■ Objective: Rewrite every line of the data, from the line containing "target | man's sneaker" through the line containing "x=620 y=215", and offset each x and y coordinate by adding -86 to it.

■ Record list:
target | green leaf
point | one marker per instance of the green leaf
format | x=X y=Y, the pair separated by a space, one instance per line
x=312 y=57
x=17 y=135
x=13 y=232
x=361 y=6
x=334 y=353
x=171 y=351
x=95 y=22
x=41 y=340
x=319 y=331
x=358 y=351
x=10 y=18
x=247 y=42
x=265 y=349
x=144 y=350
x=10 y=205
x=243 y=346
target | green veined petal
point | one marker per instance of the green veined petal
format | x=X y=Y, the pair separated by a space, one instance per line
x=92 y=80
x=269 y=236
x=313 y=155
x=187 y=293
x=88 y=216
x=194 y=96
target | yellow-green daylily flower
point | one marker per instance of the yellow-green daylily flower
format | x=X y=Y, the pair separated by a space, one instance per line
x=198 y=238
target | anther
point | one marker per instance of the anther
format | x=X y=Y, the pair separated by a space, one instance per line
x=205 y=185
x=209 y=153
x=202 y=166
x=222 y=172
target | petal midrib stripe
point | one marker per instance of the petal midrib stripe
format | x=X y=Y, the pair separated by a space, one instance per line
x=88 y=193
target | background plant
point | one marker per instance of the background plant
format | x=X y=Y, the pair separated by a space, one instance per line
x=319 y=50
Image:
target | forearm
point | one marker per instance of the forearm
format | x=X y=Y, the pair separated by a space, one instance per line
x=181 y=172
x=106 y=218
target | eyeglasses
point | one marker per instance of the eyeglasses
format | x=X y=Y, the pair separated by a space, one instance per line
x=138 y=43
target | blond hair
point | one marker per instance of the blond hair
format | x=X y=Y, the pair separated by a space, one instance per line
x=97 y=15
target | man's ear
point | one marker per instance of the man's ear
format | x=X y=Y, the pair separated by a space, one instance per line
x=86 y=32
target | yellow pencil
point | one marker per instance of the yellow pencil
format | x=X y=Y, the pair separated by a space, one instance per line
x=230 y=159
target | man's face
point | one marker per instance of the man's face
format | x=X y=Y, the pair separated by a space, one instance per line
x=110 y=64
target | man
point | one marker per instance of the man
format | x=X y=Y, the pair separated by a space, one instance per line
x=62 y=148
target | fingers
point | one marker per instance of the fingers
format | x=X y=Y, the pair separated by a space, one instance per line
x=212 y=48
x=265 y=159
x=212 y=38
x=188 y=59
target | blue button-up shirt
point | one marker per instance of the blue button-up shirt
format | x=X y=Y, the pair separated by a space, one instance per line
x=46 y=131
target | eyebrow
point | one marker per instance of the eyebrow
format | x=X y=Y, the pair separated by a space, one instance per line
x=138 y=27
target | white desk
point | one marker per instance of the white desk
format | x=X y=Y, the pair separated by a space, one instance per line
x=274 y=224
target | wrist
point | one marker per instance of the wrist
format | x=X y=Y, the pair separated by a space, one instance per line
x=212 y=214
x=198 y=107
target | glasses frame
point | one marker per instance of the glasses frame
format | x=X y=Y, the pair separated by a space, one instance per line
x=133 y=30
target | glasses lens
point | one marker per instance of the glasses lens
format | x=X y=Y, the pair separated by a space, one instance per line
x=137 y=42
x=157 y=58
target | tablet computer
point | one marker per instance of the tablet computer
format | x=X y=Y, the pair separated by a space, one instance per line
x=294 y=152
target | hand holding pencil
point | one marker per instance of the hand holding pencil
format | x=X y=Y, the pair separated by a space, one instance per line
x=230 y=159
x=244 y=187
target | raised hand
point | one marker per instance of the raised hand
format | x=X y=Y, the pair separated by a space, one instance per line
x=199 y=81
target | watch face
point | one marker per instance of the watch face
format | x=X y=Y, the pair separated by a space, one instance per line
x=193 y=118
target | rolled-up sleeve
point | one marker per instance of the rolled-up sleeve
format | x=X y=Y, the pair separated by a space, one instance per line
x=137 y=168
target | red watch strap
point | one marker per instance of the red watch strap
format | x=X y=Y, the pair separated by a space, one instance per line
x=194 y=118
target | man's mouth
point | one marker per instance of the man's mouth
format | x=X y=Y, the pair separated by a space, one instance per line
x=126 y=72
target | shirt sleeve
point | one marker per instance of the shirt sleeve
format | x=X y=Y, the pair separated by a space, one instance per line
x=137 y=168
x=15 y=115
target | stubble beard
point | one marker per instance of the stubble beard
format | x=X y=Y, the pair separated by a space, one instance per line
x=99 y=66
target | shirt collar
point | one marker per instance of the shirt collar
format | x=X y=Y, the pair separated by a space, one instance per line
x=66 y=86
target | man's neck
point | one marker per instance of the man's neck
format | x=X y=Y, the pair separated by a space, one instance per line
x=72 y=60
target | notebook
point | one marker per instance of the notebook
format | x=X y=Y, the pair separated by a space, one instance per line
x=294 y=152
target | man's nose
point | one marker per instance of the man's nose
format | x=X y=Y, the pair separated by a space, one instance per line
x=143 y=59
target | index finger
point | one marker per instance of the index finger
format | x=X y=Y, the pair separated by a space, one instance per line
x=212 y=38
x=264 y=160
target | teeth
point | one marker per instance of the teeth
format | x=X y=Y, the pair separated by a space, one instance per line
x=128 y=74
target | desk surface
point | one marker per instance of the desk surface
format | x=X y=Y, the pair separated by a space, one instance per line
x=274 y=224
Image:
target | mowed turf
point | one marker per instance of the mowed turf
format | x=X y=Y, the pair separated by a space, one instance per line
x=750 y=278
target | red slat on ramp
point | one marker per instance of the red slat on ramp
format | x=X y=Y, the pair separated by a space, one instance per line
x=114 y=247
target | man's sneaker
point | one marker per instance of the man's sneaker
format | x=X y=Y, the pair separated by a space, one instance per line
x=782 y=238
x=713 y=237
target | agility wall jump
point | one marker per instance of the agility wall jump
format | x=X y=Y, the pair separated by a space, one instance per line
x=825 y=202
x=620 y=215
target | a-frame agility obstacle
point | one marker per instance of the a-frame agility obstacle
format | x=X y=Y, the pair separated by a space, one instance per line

■ Completed exercise:
target | man's sneaker
point | one marker per instance of the man's sneaker
format | x=X y=Y, the pair separated by a space, one instance per line
x=696 y=152
x=627 y=151
target | agility wall jump
point | one marker per instance of the agility wall jump
format | x=X y=Y, the pair separated by a space, one instance per line
x=739 y=116
x=534 y=129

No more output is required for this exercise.